§ **TEXT PROVIDED**

Pi was initially taken by Richard Parker when he shows up at the zoo.  He imagines that he sees some intelligence in his eyes and tries to connect with him.  Pi's father disagrees and asserts that Pi is merely seeing the reflection of his own soul in the eyes of the tiger.  Being stuck on a lifeboat with a tiger and a bunch of crackers let's Pi test his father's theory and discover how we mirror each other - as humans and as animals - as we engage with each other and, in the process, discover who it is that we are.

As harrowing as this story is - and it is harrowing, and here I offer a spoiler alert, it is not nearly as harrowing as the alternate plot.  Pi reveals this alternate to a writer who has come to hear his tale at the urging of Pi's Uncle.  After telling of surviving with Richard Parker, and Richard Parker disappearing into the Mexican jungle without so much as a look backwards, Pi tells the alternate version - that he was not on a lifeboat with animals at all, but with a sailor, the surly and subhuman cook from the freighter and his mother - oh, and a rat.  The sailor, like the zebra, had a broken leg.  The cook, after eating the rat, killed the sailor, in part to use his meat as bait - and perhaps to dine on him - and then kills Pi's mother in rage when she slaps him for his barbarian behavior.  Pi, a vegetarian pacifist, is horrified and angry.  When the cook leaves the knife that he used to kill the sailor unguarded, Pi murders him, unleashing a part of himself, portrayed by Richard Parker in the first version of the story; a wild, unbridled part that he is absolutely terrified by, but that also gives him the will to survive on the open sea as he struggles with and tries to protect and save himself - a person who is more complicated and dangerous than he ever had any idea.

§ **DATA TO USE**
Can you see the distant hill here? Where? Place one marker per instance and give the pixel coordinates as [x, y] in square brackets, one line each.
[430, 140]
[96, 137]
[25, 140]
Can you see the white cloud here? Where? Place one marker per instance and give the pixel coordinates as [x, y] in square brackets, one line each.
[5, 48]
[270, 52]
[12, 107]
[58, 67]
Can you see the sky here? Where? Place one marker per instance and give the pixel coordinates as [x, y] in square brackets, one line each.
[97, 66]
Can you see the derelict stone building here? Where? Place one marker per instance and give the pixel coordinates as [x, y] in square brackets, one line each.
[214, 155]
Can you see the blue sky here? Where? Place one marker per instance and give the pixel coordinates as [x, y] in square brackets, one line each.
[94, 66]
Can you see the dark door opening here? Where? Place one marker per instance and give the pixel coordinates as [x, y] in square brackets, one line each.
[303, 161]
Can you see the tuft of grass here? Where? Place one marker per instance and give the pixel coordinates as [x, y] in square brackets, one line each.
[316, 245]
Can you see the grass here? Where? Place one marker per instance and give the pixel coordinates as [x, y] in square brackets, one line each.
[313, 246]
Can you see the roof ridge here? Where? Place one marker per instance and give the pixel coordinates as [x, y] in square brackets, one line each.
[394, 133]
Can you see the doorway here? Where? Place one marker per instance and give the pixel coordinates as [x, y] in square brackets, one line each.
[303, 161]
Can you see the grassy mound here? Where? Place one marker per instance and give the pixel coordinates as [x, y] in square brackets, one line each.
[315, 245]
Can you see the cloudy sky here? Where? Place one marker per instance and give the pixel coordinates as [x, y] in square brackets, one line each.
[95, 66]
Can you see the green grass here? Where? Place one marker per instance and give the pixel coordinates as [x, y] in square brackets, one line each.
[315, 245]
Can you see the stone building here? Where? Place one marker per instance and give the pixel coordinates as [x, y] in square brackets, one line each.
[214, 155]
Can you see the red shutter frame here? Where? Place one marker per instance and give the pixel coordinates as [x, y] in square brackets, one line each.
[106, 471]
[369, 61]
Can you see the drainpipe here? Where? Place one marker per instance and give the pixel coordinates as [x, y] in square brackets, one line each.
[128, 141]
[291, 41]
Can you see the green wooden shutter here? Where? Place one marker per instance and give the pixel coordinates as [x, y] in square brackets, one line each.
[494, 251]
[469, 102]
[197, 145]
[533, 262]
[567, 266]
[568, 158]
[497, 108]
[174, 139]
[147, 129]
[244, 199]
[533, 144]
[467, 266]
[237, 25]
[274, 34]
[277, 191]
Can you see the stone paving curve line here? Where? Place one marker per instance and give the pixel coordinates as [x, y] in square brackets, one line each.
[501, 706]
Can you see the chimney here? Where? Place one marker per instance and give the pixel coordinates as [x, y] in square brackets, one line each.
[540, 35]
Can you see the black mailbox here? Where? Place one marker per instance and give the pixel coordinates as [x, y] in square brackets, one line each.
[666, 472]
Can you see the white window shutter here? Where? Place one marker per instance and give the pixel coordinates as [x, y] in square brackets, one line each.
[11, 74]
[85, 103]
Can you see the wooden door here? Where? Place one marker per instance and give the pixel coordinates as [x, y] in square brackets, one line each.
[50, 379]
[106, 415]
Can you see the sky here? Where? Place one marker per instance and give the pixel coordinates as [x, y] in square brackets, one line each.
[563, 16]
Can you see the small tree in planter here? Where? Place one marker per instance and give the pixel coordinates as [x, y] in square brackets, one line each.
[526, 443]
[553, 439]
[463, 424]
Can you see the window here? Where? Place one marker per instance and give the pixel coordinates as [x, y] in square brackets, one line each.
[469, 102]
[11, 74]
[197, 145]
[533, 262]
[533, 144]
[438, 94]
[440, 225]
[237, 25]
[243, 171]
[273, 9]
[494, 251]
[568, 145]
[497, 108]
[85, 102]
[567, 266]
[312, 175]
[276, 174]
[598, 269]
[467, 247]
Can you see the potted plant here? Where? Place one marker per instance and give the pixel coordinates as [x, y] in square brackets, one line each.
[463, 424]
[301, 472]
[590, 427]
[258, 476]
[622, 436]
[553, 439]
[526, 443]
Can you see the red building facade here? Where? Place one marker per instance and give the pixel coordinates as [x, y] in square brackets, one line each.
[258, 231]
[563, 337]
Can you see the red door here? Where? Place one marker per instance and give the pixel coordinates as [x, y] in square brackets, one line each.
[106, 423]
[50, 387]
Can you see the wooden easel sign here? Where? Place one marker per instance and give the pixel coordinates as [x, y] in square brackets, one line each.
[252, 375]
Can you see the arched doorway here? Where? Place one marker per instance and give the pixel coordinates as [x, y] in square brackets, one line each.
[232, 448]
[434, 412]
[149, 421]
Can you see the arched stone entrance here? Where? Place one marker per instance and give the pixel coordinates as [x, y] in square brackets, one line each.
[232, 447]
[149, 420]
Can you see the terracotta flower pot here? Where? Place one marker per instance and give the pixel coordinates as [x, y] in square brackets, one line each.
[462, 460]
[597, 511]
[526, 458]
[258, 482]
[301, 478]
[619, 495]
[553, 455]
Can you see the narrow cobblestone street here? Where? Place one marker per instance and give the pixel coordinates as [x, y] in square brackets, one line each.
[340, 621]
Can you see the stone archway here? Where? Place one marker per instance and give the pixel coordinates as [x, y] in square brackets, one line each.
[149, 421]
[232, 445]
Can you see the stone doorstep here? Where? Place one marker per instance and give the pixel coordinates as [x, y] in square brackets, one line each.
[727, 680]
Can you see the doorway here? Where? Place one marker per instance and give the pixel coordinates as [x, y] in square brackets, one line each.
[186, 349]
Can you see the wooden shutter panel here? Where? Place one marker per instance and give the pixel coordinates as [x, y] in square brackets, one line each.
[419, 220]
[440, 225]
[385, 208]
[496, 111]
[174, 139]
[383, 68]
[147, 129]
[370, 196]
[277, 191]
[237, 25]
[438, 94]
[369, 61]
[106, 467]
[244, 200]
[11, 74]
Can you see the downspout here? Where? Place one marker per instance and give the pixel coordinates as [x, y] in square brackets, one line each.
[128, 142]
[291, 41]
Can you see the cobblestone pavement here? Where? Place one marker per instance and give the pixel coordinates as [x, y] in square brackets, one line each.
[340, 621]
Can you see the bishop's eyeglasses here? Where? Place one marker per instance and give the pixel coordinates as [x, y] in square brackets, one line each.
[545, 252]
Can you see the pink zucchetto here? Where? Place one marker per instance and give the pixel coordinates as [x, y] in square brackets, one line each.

§ **SET TASKS**
1. In the alternate version of the story told in the passage about Pi and Richard Parker, who or what shares the lifeboat with Pi? List all of them.
2. Find every line in the records that contains the string "cobblestone". Case counts.

§ **TASK RESULTS**
1.
- a sailor
- the cook from the freighter
- Pi's mother
- a rat

2.
Can you see the narrow cobblestone street here? Where? Place one marker per instance and give the pixel coordinates as [x, y] in square brackets, one line each.
Can you see the cobblestone pavement here? Where? Place one marker per instance and give the pixel coordinates as [x, y] in square brackets, one line each.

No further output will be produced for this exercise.